Request => Starting at the line containing "Can you see the orange" and ending after the line containing "(1183, 661)", recast the data below as a Markdown table with the columns Row and Data line. Number each line in sequence and omit blank lines.

Material for this task =>
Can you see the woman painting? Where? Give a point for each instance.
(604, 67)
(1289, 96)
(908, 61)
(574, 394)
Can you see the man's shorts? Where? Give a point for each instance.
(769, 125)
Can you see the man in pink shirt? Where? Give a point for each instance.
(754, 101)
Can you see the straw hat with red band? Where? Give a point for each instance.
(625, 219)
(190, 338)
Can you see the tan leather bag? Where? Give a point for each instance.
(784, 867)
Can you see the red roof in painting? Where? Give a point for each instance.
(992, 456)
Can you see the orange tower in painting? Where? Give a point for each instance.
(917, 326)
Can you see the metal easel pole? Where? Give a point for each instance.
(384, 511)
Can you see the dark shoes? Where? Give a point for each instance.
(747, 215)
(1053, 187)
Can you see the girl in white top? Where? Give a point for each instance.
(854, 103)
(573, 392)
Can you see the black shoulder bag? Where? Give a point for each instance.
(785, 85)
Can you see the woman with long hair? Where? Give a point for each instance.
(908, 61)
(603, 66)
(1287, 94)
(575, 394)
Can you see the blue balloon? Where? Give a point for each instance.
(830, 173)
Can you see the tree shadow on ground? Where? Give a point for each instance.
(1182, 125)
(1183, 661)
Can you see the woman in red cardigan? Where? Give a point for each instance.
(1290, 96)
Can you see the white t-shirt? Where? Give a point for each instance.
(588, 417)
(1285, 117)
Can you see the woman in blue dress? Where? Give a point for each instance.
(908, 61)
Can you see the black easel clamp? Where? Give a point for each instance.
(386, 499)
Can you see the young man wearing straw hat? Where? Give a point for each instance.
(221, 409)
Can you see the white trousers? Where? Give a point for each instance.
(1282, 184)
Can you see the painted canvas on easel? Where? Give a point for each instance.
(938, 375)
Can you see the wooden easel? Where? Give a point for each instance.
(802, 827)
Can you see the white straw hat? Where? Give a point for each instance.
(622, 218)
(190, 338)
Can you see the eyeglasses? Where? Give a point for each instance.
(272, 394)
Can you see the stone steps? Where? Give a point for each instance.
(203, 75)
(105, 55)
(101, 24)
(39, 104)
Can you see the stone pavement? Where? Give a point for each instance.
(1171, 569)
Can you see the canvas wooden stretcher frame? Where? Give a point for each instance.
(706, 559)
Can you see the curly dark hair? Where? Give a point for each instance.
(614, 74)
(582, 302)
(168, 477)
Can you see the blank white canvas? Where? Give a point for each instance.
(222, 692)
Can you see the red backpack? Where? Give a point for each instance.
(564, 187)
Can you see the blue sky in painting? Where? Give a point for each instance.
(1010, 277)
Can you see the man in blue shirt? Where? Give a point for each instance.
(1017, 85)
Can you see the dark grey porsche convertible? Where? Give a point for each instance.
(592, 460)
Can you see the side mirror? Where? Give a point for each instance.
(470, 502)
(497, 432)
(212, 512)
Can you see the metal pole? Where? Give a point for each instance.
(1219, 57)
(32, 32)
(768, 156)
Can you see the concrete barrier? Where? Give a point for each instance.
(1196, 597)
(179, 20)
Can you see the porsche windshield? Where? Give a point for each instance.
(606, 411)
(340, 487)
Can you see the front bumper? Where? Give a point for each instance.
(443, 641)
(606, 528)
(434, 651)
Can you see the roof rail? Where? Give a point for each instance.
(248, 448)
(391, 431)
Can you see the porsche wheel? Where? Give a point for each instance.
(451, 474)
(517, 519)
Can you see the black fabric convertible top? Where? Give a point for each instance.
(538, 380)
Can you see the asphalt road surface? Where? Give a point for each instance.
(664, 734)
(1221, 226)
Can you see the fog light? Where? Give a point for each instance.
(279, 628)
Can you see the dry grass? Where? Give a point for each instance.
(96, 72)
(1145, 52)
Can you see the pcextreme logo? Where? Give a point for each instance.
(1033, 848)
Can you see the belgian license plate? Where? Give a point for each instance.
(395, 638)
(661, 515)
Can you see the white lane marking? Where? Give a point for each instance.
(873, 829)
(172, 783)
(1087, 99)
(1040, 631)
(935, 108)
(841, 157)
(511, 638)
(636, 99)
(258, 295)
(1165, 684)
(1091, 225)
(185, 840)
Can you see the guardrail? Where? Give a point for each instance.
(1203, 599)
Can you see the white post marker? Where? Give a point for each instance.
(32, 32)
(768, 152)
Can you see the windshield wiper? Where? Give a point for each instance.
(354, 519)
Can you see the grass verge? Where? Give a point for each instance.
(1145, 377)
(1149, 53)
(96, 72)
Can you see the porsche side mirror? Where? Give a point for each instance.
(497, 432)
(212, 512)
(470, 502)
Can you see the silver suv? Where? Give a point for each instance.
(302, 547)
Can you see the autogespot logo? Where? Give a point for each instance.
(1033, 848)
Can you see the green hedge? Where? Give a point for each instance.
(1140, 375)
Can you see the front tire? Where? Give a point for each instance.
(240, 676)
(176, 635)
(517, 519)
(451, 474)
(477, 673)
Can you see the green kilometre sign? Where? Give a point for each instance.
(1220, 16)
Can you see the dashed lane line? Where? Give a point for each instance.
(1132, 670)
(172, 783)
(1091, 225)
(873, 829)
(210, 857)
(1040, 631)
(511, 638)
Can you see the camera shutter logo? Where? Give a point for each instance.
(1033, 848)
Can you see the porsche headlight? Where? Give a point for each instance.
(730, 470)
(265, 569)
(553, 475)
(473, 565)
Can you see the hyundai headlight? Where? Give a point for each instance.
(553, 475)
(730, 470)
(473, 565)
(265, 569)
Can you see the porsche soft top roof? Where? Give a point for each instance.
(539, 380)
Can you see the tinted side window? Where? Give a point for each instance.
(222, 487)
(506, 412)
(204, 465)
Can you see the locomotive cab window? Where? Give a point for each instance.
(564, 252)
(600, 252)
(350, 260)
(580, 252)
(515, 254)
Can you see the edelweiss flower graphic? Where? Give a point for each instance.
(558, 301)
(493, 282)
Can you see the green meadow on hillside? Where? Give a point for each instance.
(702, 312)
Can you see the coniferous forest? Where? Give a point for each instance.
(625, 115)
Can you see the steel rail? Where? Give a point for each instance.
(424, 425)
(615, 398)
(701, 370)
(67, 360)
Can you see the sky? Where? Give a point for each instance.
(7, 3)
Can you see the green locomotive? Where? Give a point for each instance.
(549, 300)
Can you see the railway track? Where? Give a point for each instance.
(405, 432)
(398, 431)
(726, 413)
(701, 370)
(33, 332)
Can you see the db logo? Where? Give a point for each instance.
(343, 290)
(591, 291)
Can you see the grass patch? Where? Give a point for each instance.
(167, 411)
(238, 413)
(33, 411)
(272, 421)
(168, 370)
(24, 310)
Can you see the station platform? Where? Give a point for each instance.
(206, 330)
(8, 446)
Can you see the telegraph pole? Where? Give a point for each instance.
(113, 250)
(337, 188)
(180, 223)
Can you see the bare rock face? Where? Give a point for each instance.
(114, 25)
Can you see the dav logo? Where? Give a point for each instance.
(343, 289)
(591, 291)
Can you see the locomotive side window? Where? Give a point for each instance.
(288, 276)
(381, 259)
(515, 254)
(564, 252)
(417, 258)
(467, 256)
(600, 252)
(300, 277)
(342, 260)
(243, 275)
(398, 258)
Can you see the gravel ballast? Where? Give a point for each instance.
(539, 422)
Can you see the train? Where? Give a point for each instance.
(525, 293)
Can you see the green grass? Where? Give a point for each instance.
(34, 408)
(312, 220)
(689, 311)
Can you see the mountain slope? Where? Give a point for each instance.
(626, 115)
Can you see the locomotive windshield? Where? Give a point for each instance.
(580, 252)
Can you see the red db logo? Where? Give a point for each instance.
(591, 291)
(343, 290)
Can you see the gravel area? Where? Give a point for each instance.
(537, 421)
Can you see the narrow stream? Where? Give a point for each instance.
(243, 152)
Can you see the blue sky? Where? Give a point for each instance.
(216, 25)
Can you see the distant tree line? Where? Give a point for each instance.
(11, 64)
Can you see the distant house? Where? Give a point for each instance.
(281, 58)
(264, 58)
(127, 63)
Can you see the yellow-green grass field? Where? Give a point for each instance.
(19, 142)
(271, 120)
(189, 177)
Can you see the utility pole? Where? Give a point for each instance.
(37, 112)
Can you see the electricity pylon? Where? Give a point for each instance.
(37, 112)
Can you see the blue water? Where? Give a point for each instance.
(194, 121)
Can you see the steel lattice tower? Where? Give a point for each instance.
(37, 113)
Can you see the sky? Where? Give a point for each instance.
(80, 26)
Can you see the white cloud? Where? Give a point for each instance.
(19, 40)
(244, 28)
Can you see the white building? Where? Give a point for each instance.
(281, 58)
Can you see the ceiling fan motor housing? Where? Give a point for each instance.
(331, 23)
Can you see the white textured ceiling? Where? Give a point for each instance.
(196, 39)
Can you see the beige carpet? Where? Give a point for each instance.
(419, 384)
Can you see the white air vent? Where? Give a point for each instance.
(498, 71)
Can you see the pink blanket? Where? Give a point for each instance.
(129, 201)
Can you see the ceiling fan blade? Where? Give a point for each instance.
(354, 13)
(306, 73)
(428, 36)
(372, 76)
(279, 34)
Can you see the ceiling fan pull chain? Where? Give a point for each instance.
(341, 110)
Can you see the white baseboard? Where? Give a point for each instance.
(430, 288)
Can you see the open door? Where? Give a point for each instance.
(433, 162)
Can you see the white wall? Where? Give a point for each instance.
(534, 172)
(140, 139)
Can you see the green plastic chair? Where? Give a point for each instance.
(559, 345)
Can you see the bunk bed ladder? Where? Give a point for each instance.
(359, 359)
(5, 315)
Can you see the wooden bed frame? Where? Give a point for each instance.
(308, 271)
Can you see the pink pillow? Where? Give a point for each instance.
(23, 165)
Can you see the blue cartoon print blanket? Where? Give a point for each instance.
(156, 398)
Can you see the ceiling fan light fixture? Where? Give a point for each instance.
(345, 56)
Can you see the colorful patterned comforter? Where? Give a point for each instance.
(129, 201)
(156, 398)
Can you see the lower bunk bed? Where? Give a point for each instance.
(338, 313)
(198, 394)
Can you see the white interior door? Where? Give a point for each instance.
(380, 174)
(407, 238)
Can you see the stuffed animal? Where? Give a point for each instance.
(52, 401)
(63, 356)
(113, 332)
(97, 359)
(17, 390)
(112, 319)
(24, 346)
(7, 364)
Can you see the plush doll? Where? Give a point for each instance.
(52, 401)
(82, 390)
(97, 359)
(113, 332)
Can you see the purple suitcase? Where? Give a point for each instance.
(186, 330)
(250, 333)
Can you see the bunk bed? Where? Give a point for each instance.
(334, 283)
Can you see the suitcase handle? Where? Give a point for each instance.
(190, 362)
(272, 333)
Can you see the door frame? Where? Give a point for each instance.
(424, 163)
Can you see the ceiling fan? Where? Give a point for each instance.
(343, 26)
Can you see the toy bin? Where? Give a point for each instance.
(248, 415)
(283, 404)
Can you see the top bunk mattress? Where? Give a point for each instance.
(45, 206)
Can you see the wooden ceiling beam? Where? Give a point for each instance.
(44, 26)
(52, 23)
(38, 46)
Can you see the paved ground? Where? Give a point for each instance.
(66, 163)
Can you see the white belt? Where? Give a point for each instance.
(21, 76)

Full output =>
| Row | Data line |
|---|---|
| 1 | Can you see the orange tower in painting? Where? Give a point for each instance. |
| 2 | (917, 326) |
| 3 | Can you see the metal easel pole? Where? Give a point for each instance. |
| 4 | (384, 511) |
| 5 | Can you see the dark shoes? Where? Give a point for each instance. |
| 6 | (747, 215) |
| 7 | (1053, 187) |
| 8 | Can you see the girl in white top? Where? Give a point for each instance. |
| 9 | (854, 103) |
| 10 | (573, 392) |
| 11 | Can you see the black shoulder bag? Where? Give a point for each instance. |
| 12 | (785, 85) |
| 13 | Can you see the woman with long hair? Where? Give a point for each instance. |
| 14 | (908, 61) |
| 15 | (603, 66) |
| 16 | (1287, 94) |
| 17 | (575, 394) |
| 18 | Can you see the blue balloon? Where? Give a point for each instance. |
| 19 | (830, 173) |
| 20 | Can you see the tree shadow on ground? Where? Give a point for each instance. |
| 21 | (1182, 125) |
| 22 | (1183, 661) |